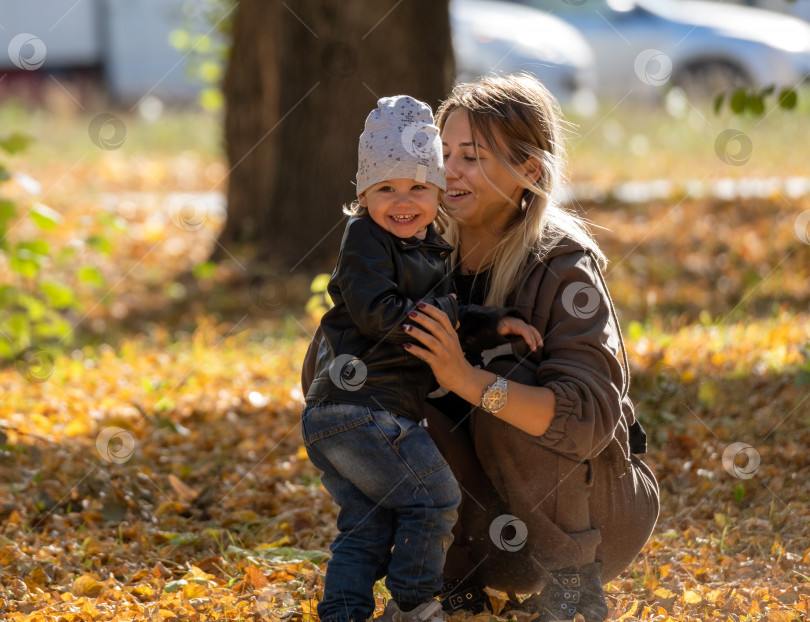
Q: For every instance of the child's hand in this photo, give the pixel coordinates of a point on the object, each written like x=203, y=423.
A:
x=515, y=326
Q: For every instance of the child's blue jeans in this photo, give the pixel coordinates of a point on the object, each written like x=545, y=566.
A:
x=397, y=499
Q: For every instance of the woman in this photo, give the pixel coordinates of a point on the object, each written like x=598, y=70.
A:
x=556, y=501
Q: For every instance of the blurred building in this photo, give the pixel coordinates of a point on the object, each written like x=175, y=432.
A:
x=121, y=45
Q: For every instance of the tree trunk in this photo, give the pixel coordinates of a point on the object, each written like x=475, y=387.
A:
x=302, y=76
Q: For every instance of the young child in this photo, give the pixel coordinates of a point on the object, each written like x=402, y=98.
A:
x=361, y=424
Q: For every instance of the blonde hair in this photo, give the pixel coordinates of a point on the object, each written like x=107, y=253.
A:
x=526, y=117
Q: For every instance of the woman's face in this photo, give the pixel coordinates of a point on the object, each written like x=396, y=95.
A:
x=480, y=191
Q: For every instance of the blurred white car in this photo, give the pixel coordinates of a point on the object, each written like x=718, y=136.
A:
x=496, y=37
x=703, y=47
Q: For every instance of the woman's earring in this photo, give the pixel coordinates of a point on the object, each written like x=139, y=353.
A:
x=524, y=203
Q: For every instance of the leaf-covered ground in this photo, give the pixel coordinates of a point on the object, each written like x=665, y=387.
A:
x=155, y=471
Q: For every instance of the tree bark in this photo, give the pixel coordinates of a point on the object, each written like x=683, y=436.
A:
x=302, y=77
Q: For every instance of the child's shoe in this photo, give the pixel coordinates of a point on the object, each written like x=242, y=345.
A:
x=570, y=593
x=456, y=596
x=431, y=611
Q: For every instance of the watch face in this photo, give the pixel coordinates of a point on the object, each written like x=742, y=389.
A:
x=494, y=399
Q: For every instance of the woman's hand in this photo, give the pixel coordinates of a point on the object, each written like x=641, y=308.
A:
x=438, y=346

—————

## INSTRUCTIONS FOR THE TASK
Render all of the material above as a Markdown table with the columns No. and Text, giving each line its own numbered row. Skip blank lines and leave the pictures out.

## OUTPUT FOR THIS EXERCISE
| No. | Text |
|---|---|
| 1 | Q: For every instance of the child's hand in this photo, give the pixel coordinates of a point on the object, each written like x=203, y=423. |
| 2 | A: |
| 3 | x=515, y=326 |
| 4 | Q: For every instance of the child's blue jeans in this photo, give the pixel coordinates of a point on the object, each written like x=545, y=566. |
| 5 | A: |
| 6 | x=397, y=499 |
| 7 | Q: For every instance of the woman in this photo, give the pixel coordinates of a point on the object, each written like x=598, y=70. |
| 8 | A: |
| 9 | x=556, y=501 |
| 10 | Q: For every instance of the blurred building in this photo, give the pixel coordinates of a point on the object, each written like x=175, y=432. |
| 11 | A: |
| 12 | x=121, y=45 |
| 13 | Q: For every instance of the tree trunk in this photo, give the pixel coordinates of a point on the object, each written like x=475, y=387. |
| 14 | A: |
| 15 | x=302, y=76 |
| 16 | Q: For every instance of the young child in this photo, give the pixel coordinates of a point on the object, each written like x=402, y=98. |
| 17 | A: |
| 18 | x=361, y=424 |
| 19 | Q: For every instance of the blonde hair in this photo, give the pixel coordinates of a point on the object, each written like x=107, y=253. |
| 20 | A: |
| 21 | x=526, y=117 |
| 22 | Q: For every instance of the woman's face in this photo, give the pixel coordinates of a point on the object, each written like x=396, y=95. |
| 23 | A: |
| 24 | x=480, y=191 |
| 25 | Q: For every instance of the blurred white car in this photo, give the pixel coordinates of a point on the object, each written like x=718, y=136. |
| 26 | A: |
| 27 | x=496, y=37 |
| 28 | x=703, y=47 |
| 29 | Q: For every instance of the woman's earring in this photo, give the pixel coordinates of a point on the object, each written like x=139, y=353. |
| 30 | A: |
| 31 | x=524, y=203 |
| 32 | Q: For every instance of the leaf-covered ground in this photo, give the pixel coordinates of a point on the object, each written like x=665, y=387. |
| 33 | A: |
| 34 | x=155, y=471 |
| 35 | Q: For every instance of the tree bark in this photo, give the pixel coordinates of a point on the object, each written like x=683, y=436. |
| 36 | A: |
| 37 | x=302, y=77 |
| 38 | Q: For every instance of the child's shoe in this photo, give the pixel coordinates of a point on the object, each written like x=242, y=345. |
| 39 | A: |
| 40 | x=570, y=593 |
| 41 | x=456, y=596 |
| 42 | x=431, y=611 |
| 43 | Q: For every instance of the watch face in this photo, give the pixel coordinates of a point on the object, each written like x=742, y=389. |
| 44 | A: |
| 45 | x=494, y=399 |
| 46 | Q: For every instance of the woman's hand in this photo, give the pixel coordinates of a point on the object, each written like x=641, y=308. |
| 47 | A: |
| 48 | x=438, y=346 |